◆ **DOCUMENT SECTION**:
****************************************

1945 Chatham Cup

Tournament details
- Venue(s): Basin Reserve, Wellington
- Dates: 1 September 1945

Final positions
- Champions: Western (2nd title)
- Runners-up: Wellington Marist

= 1945 Chatham Cup =

The 1945 Chatham Cup was the 18th nationwide knockout football competition in New Zealand, and the first such competition after a four-year gap caused by World War II.

The competition was run on a regional basis, with regional associations each holding separate qualifying rounds. Teams taking part in the final rounds are known to have included Wellington Marist, St. Andrews (Manawatu), Western (Christchurch), and Mosgiel.

****************************************

◆ **RAW RECORDS**:
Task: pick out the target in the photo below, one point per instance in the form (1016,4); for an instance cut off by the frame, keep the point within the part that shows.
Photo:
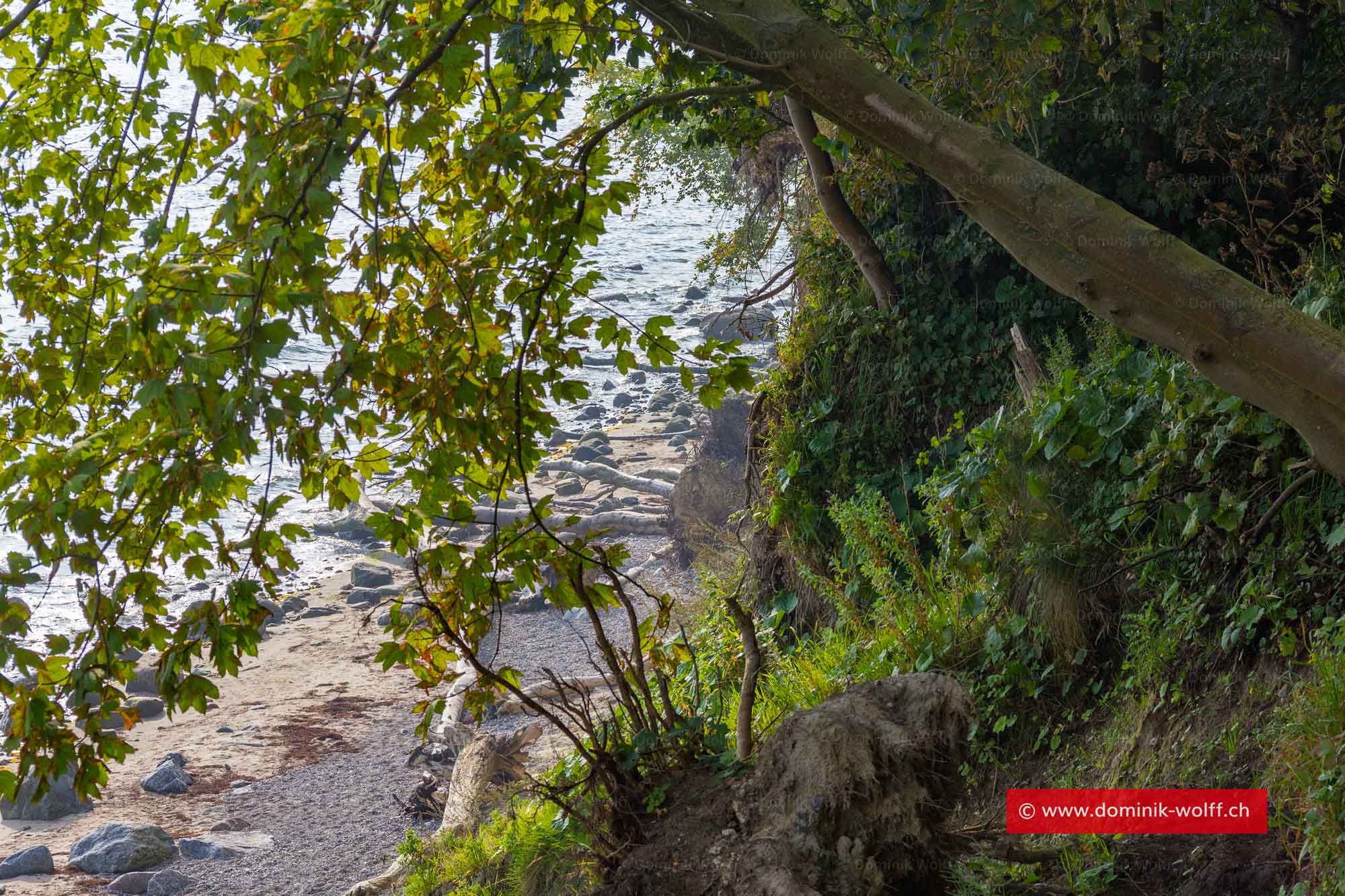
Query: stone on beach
(118,848)
(36,860)
(371,576)
(59,801)
(146,706)
(368,596)
(167,779)
(570,487)
(314,612)
(131,883)
(205,848)
(167,883)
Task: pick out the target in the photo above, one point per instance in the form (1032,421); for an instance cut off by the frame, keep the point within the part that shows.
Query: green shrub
(528,849)
(1308,772)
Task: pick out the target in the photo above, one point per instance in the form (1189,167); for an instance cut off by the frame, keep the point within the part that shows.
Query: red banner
(1136,811)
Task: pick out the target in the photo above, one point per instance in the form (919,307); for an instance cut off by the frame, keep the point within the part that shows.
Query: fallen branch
(548,690)
(609,477)
(484,759)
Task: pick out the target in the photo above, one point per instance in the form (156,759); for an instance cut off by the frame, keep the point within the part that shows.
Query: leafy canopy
(387,178)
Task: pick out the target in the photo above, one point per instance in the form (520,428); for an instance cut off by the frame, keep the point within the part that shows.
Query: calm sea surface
(649,257)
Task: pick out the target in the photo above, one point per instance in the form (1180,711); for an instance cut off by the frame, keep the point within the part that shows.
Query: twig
(1141,563)
(1293,489)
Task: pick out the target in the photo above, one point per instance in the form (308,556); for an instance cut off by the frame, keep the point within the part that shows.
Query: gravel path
(334,822)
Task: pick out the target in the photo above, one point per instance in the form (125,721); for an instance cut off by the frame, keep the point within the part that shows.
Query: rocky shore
(294,779)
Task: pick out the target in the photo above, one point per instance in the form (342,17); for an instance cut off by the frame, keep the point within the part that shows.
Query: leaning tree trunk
(1117,266)
(839,212)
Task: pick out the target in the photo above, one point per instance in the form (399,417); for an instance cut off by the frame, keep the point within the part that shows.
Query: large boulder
(371,576)
(36,860)
(322,610)
(60,801)
(739,323)
(118,848)
(294,606)
(371,596)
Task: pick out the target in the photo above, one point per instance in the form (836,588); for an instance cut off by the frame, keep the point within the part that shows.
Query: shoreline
(307,748)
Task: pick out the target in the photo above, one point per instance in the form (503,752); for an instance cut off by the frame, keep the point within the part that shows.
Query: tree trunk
(1121,268)
(847,224)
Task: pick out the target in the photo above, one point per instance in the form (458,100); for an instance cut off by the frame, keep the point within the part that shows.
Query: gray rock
(167,779)
(294,606)
(735,323)
(662,400)
(323,610)
(36,860)
(275,614)
(591,450)
(349,528)
(206,848)
(570,487)
(60,801)
(132,883)
(169,883)
(119,848)
(145,682)
(371,576)
(147,706)
(368,596)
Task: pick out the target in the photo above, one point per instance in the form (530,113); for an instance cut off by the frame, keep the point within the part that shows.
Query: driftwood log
(610,477)
(485,759)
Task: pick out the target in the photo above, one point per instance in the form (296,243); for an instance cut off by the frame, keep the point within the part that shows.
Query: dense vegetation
(1105,555)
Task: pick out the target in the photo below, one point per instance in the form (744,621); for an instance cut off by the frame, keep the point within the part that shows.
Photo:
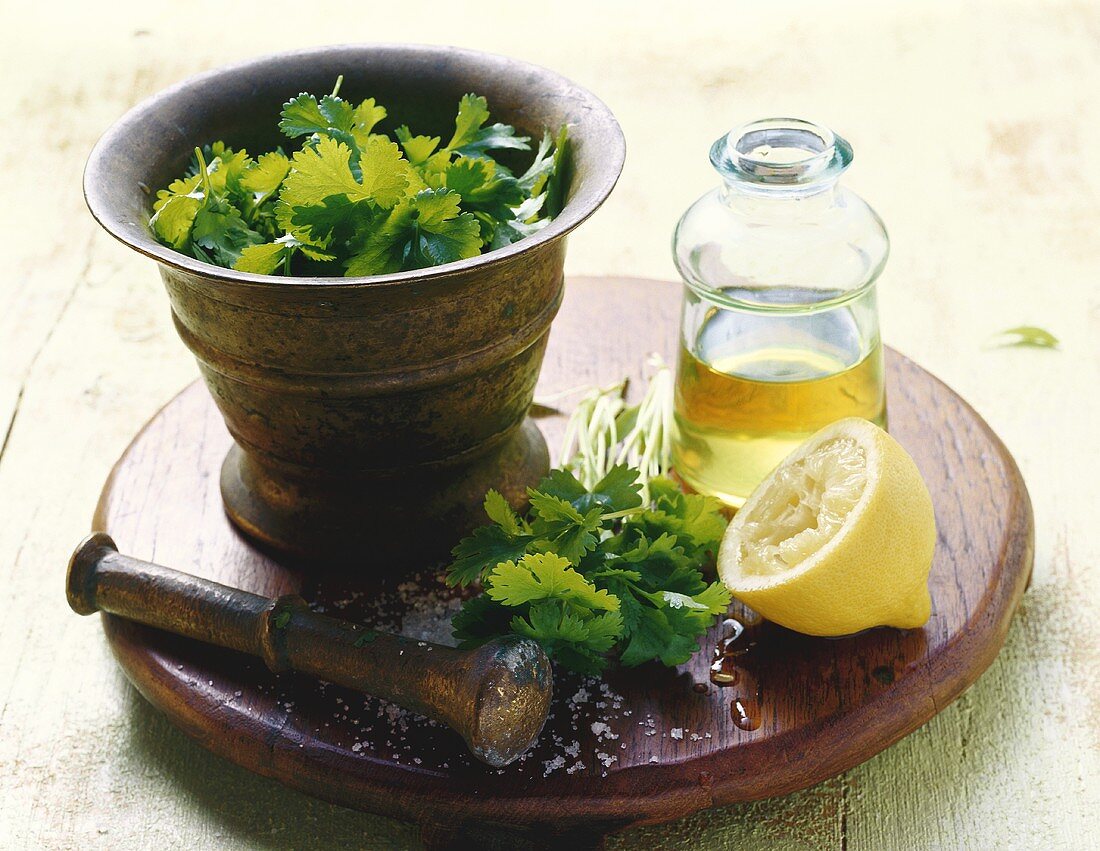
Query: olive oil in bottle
(738,416)
(779,332)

****************************************

◆ **EXERCISE BRIEF**: List every team that the 1945 Chatham Cup article names as taking part in the final rounds.

◆ **THE COMPLETED TASK**: Wellington Marist, St. Andrews (Manawatu), Western (Christchurch), and Mosgiel.